→ **REQUEST 1**:
From the estate maps text, return the passage between "Estate Maps" and "the estate evolves.", inclusive.
→ **REQUEST 2**:
Output the records between the lines holding "Class name: green lamp shade" and "[391,153,420,183]", inclusive, as a JSON list of strings with one string per line, leaving out blank lines.

→ **TEXT SECTION**:
###

Estate Maps
Bespoke illustrated maps of British and Irish country estates, shoots and farms
Every property has a story that no standard map records
An estate is more than its boundaries. It is driven shoots and farm roads, ancient woodland and parkland avenues, the keeper's names for every stand and the family's names for every field. These are things no Ordnance Survey sheet records, and no data provider knows. A Rural Maps commission captures all of it — the land as its owners and managers know it, drawn at a level of detail that no other map achieves.
The result hangs on the wall of the main house, the farm office, the gun room or the lodge. It is studied at length by guests who know the land and by those seeing it for the first time. Children find hidden illustrations years later. Updates are made as the estate evolves.
"Not as the Ordnance Survey sees it — as your family knows it."
What goes on the map
Every commission is different, but a fully surveyed estate map typically includes:
– All fields, drives, woodland blocks and parkland named as the estate uses them — not as the OS records them
– The main house, farm buildings, cottages, lodges and other structures at the correct scale
– Roads, tracks, rides, footpaths and public rights of way
– Water features — rivers, lakes, ponds, drains and irrigation networks
– Sporting features — drives, flushing points, release pens, deer high seats, fishing beats
– Boundaries — ownership, tenancy, sporting rights, environmental scheme agreements
– Archaeology — Mesolithic, Roman, medieval and Victorian sites plotted with a timeline beside the border, where relevant
– Historical research embedded within the print — a condensed era-divided history of the property, and the etymology of every named site
Illustrations
For maps featuring illustrations, our artist Jonathan Pointer works from photographs provided by you or taken by Anthony during site visits. Buildings, animals, game scenes, family crests and landscape vignettes are all drawn with reference to your property specifically — not from stock or generic imagery. The original drawings are sent to you on completion.

###

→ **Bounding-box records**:

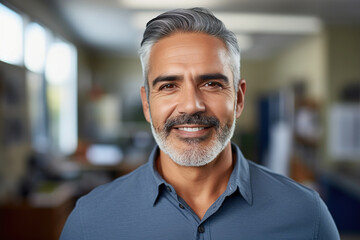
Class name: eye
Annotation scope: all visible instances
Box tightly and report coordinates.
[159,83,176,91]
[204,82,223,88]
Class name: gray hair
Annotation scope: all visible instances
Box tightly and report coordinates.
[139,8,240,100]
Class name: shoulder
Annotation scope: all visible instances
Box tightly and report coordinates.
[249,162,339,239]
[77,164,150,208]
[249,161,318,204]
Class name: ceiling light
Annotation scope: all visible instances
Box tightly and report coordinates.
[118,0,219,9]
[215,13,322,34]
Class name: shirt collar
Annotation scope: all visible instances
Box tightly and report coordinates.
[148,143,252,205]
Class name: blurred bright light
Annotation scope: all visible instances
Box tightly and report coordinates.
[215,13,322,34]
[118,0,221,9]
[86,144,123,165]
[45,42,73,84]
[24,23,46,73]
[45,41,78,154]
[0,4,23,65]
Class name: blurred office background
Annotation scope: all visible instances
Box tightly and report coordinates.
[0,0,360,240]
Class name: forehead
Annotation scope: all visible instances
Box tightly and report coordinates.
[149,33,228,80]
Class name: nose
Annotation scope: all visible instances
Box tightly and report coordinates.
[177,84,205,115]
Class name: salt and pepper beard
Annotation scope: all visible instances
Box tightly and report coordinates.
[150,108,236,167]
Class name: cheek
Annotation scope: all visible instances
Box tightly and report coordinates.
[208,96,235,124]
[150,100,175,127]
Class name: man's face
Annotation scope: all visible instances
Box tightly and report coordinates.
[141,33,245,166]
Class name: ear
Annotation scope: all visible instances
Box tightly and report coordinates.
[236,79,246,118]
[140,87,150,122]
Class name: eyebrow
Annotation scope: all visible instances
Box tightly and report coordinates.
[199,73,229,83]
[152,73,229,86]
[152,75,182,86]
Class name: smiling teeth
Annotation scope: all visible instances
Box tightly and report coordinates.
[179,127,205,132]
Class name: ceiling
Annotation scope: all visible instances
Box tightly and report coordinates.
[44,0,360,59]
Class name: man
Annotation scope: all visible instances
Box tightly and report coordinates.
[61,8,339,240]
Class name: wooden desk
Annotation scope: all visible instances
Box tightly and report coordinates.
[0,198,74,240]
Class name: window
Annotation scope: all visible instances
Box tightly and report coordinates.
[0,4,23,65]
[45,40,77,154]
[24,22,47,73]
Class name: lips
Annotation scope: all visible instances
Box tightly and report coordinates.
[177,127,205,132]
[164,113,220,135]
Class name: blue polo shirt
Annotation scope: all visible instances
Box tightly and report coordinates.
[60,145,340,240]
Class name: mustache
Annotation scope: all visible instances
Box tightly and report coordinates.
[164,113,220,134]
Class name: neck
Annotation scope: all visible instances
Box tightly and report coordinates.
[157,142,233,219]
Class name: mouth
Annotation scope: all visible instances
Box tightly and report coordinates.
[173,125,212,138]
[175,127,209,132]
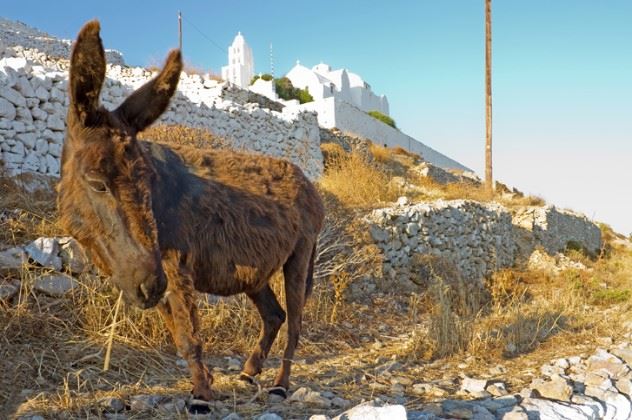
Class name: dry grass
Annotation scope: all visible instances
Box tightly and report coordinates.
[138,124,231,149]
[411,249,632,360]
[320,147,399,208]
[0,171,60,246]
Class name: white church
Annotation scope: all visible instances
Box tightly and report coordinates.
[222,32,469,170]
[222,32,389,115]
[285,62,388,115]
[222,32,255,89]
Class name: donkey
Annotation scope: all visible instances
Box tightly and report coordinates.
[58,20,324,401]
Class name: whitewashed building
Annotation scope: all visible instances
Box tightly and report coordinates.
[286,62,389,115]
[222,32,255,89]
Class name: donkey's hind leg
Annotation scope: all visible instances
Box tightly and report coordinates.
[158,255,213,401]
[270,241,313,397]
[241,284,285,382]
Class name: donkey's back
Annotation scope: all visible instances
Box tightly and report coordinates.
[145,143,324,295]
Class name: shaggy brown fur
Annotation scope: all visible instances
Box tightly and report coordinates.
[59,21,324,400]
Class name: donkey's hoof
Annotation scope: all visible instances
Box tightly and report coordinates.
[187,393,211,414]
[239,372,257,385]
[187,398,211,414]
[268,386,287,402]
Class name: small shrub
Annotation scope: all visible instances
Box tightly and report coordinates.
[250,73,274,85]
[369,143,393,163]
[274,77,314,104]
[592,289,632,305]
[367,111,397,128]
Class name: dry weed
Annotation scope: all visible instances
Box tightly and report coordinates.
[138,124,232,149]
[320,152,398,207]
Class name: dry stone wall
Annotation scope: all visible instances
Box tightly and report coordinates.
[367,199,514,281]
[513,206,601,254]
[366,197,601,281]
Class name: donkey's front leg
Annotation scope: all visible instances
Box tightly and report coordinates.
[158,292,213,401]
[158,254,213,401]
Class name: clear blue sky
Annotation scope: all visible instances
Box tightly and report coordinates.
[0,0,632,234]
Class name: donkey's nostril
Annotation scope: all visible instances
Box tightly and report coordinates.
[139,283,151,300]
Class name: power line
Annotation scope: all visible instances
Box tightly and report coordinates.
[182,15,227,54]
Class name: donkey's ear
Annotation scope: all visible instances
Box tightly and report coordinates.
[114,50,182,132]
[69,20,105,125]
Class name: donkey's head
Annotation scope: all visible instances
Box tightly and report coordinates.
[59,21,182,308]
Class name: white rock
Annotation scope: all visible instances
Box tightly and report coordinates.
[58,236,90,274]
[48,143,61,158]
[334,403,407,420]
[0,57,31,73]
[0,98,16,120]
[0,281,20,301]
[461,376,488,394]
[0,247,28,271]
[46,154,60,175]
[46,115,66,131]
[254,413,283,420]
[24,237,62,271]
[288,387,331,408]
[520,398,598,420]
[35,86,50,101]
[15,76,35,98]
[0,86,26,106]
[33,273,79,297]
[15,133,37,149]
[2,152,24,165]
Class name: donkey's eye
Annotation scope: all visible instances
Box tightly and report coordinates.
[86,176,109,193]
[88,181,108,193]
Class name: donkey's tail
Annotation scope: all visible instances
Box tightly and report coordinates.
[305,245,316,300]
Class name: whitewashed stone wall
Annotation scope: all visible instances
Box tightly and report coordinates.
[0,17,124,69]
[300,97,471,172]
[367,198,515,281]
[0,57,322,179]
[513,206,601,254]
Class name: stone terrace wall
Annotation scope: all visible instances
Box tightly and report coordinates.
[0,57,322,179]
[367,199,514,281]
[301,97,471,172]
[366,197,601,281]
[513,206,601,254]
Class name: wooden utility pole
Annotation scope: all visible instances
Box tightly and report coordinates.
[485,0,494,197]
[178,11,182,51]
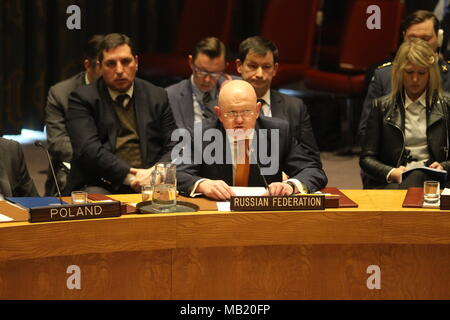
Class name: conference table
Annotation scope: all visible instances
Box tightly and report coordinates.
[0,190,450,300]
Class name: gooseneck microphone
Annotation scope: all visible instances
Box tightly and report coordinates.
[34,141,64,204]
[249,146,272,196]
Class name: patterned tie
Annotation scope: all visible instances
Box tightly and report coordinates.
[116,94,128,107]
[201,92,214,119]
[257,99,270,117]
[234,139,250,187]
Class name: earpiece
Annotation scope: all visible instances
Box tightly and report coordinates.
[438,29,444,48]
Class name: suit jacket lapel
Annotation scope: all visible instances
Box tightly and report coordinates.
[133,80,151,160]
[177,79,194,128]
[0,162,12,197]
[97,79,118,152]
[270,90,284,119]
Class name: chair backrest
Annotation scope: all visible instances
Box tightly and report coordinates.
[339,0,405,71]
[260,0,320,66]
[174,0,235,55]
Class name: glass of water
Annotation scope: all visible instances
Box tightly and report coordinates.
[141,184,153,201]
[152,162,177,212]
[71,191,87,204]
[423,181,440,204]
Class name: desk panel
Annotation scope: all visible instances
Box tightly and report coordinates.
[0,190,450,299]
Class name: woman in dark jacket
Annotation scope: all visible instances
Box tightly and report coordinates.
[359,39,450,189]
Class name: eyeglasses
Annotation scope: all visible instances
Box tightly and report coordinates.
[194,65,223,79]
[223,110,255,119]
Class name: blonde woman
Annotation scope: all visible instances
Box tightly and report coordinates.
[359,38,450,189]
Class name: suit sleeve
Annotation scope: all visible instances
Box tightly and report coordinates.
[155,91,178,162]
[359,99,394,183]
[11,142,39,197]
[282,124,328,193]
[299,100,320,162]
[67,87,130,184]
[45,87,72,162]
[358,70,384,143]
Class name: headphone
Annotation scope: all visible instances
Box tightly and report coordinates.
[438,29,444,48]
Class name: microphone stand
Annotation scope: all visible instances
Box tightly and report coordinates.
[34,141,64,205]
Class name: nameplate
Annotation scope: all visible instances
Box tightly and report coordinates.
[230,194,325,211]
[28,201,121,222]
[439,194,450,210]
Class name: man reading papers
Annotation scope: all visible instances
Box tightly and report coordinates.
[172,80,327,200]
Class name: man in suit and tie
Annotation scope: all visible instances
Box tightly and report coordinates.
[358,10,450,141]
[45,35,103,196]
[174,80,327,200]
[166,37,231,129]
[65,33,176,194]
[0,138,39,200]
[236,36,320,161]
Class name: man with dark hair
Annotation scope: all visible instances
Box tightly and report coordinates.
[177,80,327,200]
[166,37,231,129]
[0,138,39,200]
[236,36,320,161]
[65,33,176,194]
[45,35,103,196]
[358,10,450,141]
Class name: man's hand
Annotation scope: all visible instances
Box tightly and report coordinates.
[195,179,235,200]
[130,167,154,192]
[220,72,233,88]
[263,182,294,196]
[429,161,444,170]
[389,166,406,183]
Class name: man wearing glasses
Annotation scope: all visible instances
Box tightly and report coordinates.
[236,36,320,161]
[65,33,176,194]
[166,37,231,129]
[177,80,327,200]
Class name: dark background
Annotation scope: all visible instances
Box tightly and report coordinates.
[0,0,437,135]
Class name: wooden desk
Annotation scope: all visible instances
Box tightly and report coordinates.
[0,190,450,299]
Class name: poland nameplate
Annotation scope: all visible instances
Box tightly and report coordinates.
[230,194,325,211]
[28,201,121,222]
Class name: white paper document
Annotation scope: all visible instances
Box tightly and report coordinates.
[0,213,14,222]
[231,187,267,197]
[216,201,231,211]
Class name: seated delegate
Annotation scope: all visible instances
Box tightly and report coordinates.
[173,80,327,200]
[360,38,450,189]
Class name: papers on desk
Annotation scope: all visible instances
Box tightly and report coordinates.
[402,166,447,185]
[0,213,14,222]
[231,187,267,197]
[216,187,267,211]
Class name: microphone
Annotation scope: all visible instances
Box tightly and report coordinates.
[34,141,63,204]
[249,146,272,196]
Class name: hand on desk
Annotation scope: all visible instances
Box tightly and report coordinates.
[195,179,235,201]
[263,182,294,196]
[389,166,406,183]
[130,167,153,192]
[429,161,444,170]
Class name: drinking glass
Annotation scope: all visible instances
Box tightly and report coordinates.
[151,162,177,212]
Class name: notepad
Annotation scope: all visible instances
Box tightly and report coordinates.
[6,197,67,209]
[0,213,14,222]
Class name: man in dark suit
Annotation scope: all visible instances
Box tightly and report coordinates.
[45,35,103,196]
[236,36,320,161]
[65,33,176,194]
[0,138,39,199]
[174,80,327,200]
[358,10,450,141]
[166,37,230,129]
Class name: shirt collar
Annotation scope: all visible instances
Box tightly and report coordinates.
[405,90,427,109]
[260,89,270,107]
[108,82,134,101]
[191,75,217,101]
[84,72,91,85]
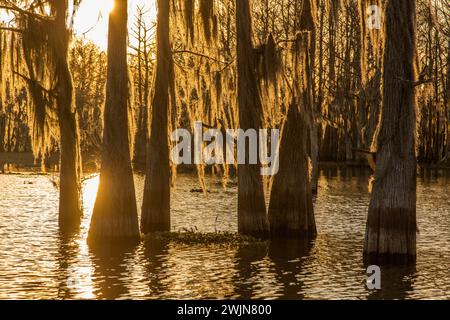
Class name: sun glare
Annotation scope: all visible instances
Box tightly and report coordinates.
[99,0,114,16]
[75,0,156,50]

###

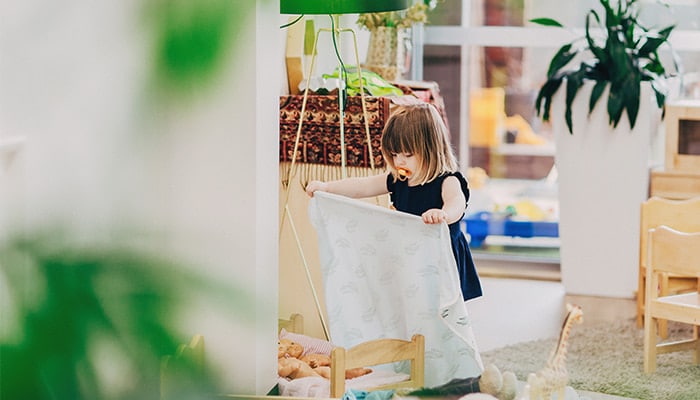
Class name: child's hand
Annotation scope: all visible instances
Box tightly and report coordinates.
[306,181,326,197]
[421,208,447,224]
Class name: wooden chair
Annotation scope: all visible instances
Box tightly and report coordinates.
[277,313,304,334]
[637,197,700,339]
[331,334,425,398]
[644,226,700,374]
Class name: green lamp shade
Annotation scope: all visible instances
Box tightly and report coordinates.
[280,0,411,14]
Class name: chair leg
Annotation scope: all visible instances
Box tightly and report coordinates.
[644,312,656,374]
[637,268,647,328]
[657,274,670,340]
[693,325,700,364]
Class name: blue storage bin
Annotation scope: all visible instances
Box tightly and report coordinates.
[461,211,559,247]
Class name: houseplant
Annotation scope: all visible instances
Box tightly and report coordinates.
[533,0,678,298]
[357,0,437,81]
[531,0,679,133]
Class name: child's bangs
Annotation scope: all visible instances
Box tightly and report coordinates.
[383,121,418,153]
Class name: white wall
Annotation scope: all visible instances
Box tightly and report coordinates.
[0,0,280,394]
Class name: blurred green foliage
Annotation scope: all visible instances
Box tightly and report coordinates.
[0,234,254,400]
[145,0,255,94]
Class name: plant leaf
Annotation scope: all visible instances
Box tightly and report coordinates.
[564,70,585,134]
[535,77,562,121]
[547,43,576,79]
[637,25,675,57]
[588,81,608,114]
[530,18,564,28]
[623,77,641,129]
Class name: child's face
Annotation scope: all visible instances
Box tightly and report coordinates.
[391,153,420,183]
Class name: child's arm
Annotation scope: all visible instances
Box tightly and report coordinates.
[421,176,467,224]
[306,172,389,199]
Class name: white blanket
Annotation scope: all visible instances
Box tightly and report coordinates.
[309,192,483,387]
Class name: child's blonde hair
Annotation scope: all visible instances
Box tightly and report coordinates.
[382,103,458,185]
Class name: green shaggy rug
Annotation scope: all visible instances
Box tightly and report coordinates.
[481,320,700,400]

###

→ **FINAL RESULT 1**:
Estate Maps
Bespoke illustrated maps of British and Irish country estates, shoots and farms
Every property has a story that no standard map records
An estate is more than its boundaries. It is driven shoots and farm roads, ancient woodland and parkland avenues, the keeper's names for every stand and the family's names for every field. These are things no Ordnance Survey sheet records, and no data provider knows. A Rural Maps commission captures all of it — the land as its owners and managers know it, drawn at a level of detail that no other map achieves.
The result hangs on the wall of the main house, the farm office, the gun room or the lodge. It is studied at length by guests who know the land and by those seeing it for the first time. Children find hidden illustrations years later. Updates are made as the estate evolves.

→ **FINAL RESULT 2**:
[
  "Class name: green lamp shade",
  "Annotation scope: all visible instances",
  "Box tightly and report coordinates.",
  "[280,0,411,14]",
  "Class name: chair leg",
  "Annotation scope: all visible instances",
  "Box tightly and report coordinates.",
  "[644,312,656,374]",
  "[637,268,647,328]",
  "[657,274,670,340]",
  "[693,325,700,364]",
  "Class name: blue storage bin",
  "Annotation scope: all visible instances",
  "Box tightly and report coordinates.",
  "[461,211,559,247]",
  "Class name: houseplant",
  "Annotation scope: all visible instances",
  "Box tightly and report coordinates.",
  "[533,0,678,298]",
  "[357,0,437,81]",
  "[531,0,679,133]",
  "Class name: child's bangs",
  "Annotation scope: all visible instances",
  "Box tightly and report coordinates.",
  "[383,121,418,153]",
  "Class name: white wall",
  "Annotation scope: all visible instances",
  "Box tightly and report coordinates.",
  "[0,0,280,394]",
  "Class name: blurred green foliage",
  "Annotation scope: all visible instances",
  "Box tightly and report coordinates.",
  "[0,234,254,400]",
  "[145,0,255,94]",
  "Class name: plant leaf",
  "Annotation scope: all visible instances",
  "Box tightly and report coordinates.",
  "[564,70,585,134]",
  "[535,77,562,121]",
  "[547,43,576,79]",
  "[637,25,675,57]",
  "[588,81,608,114]",
  "[530,18,564,28]",
  "[623,77,641,129]",
  "Class name: child's face",
  "Annotation scope: all visible instances",
  "Box tightly and report coordinates.",
  "[391,153,420,183]"
]